Reading text
—————
(CN) - Dow and DuPont said Friday they will merge to form the world's second-largest chemical company, with an estimated market value of $130 billion, then split into three.
Calling the deal an "all-stock merger of equals" the companies said the new business will be named DowDuPont.
"It is the intention of both companies' boards of directors that, following the merger, DowDuPont would pursue a tax-free separation into three independent, publicly traded companies," Dow said in a statement.
The spun-off firms will focus on agriculture, materials science and specialty products.
Dow shareholders would receive one share in the new company for each of their shares, while DuPont shareholders would get 1.282, giving shareholders of each company roughly a 50 percent stake.
The board would have 16 members, eight from each company.
The deal must be approved by federal regulators and is sure to face scrutiny, and shareholder class actions.
Dow employs 53,000 people in 160 countries, while DuPont has around 64,000 workers. The two companies reported combined revenue of about $92 billion last year.
BASF, of Germany, is the world's largest chemical company. It has 113,000 employees in 200 countries, 53,200 of them in Germany, according to publicly available information. It reported 81 billion euros in revenue in 2014.
Neither Dow nor DuPont mentioned layoffs in their announcements, but DuPont said the deal will result in "approximately $650 million of employee separation costs" and that "approximately 10 percent of DuPont's global workforce will be impacted."
—————
Record set
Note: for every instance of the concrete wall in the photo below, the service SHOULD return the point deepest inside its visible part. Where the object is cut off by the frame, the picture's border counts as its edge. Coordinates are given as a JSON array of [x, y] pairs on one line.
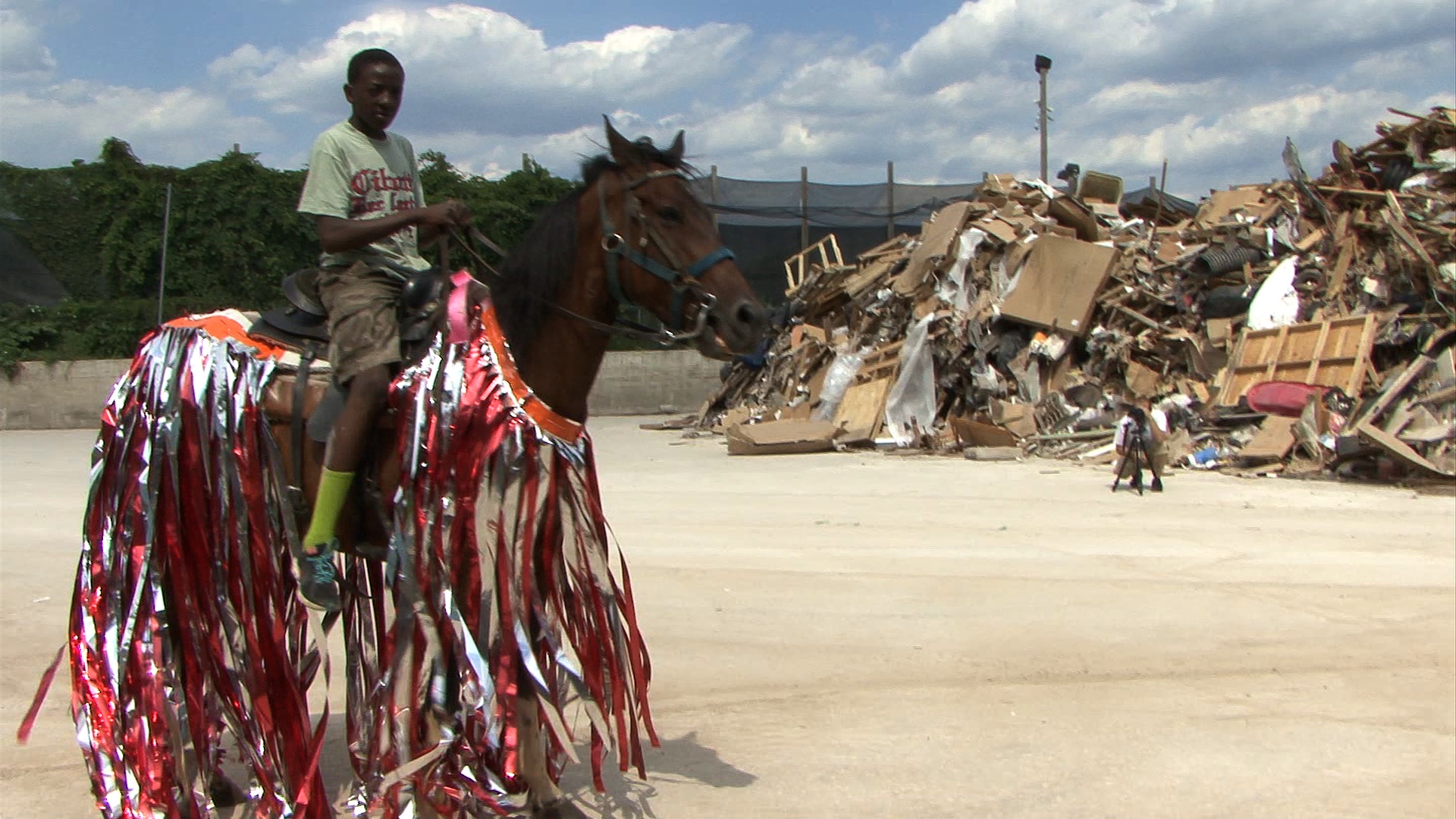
[[71, 394]]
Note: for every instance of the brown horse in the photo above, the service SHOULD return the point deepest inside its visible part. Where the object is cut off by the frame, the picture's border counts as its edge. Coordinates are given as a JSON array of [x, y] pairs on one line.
[[504, 604]]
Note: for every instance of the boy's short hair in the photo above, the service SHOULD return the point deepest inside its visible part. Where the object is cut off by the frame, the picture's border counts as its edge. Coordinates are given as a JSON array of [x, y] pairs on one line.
[[369, 57]]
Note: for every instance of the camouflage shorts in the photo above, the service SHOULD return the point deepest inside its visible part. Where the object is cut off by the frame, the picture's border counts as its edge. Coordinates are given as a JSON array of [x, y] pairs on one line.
[[362, 305]]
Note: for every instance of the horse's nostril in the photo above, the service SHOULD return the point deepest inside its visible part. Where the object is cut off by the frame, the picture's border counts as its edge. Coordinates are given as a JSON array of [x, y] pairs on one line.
[[748, 314]]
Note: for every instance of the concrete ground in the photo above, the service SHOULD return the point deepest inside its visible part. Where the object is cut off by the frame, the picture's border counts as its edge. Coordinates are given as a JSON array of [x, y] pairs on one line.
[[884, 637]]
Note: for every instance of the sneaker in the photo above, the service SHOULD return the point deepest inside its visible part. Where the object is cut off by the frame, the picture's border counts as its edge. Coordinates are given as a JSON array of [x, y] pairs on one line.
[[319, 580]]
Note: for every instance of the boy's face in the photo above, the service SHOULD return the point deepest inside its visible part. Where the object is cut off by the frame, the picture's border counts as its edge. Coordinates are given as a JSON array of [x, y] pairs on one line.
[[376, 95]]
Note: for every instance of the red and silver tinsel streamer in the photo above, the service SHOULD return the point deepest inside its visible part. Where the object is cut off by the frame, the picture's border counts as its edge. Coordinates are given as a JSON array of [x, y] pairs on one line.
[[501, 545], [185, 627]]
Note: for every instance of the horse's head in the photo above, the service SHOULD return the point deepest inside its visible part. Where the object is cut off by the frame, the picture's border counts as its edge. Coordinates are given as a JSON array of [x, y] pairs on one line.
[[663, 251]]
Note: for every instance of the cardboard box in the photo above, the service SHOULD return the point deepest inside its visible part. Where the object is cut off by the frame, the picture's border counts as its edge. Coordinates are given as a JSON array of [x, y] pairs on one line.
[[1059, 284], [783, 438]]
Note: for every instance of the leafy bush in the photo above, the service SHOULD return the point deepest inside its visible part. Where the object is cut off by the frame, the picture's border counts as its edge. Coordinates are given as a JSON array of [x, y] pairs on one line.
[[234, 234]]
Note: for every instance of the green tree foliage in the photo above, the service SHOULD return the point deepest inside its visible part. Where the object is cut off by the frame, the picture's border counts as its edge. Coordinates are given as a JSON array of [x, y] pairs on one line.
[[234, 234]]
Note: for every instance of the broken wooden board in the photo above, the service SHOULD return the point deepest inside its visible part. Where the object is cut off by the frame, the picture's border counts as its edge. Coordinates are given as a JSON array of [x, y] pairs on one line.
[[937, 240], [979, 433], [862, 410], [1223, 205], [1332, 353], [1057, 286], [783, 438]]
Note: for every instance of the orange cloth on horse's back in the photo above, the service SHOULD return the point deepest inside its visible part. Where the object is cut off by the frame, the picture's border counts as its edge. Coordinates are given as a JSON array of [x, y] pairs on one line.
[[223, 325]]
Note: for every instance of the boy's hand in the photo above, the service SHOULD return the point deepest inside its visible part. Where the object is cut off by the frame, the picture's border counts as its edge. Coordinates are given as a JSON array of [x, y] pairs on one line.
[[443, 216]]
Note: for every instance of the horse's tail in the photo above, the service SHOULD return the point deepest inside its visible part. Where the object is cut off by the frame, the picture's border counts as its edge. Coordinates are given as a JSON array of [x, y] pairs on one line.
[[185, 624]]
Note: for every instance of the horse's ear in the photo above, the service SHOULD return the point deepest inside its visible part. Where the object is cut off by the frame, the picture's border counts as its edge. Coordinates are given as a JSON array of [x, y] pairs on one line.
[[619, 146]]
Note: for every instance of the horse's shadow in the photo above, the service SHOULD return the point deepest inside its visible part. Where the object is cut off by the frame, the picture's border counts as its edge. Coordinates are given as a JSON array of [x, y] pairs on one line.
[[682, 760]]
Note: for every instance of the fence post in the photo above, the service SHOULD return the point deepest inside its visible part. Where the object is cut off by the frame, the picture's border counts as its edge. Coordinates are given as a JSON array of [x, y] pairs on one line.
[[804, 206], [166, 228], [890, 200]]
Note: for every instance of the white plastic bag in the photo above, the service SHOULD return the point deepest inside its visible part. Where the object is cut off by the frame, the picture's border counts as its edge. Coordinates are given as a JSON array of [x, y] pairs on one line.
[[1276, 302], [836, 382], [910, 407]]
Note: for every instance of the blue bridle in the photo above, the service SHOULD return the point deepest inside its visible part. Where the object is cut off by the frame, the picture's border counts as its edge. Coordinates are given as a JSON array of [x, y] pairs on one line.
[[682, 279]]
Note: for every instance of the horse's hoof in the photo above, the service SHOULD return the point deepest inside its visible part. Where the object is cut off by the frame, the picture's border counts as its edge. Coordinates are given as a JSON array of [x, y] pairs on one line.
[[558, 808], [224, 793]]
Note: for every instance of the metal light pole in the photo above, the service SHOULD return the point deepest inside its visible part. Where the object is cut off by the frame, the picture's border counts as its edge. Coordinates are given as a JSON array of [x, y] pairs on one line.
[[1043, 67], [166, 229]]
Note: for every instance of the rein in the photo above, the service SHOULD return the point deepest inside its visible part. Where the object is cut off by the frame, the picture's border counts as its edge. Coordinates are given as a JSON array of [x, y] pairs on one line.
[[618, 248]]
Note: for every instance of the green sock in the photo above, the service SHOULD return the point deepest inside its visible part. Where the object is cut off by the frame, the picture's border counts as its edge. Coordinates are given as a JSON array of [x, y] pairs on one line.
—————
Required tasks
**1)** Do the following statements agree with the article on the Dow and DuPont merger? For each, answer yes or no and quote the deciding words of the article.
(a) The board of the new company would have an equal number of members from Dow and from DuPont.
(b) Dow has more employees than DuPont.
(c) The companies mentioned layoffs in their announcements.
**2)** Can you reproduce the merger article word for word, from "The spun-off firms" to "billion last year."?
**3)** Answer these questions from the article on the Dow and DuPont merger:
(a) What will the new business be named?
(b) How many shares in the new company would DuPont shareholders get for each of their shares?
(c) Which company is the world's largest chemical company?

Responses to the tasks
**1)**
(a) Yes: "The board would have 16 members, eight from each company."
(b) No: "Dow employs 53,000 people in 160 countries, while DuPont has around 64,000 workers."
(c) No: "Neither Dow nor DuPont mentioned layoffs in their announcements"

**2)**
The spun-off firms will focus on agriculture, materials science and specialty products.
Dow shareholders would receive one share in the new company for each of their shares, while DuPont shareholders would get 1.282, giving shareholders of each company roughly a 50 percent stake.
The board would have 16 members, eight from each company.
The deal must be approved by federal regulators and is sure to face scrutiny, and shareholder class actions.
Dow employs 53,000 people in 160 countries, while DuPont has around 64,000 workers. The two companies reported combined revenue of about $92 billion last year.

**3)**
(a) DowDuPont
(b) 1.282
(c) BASF, of Germany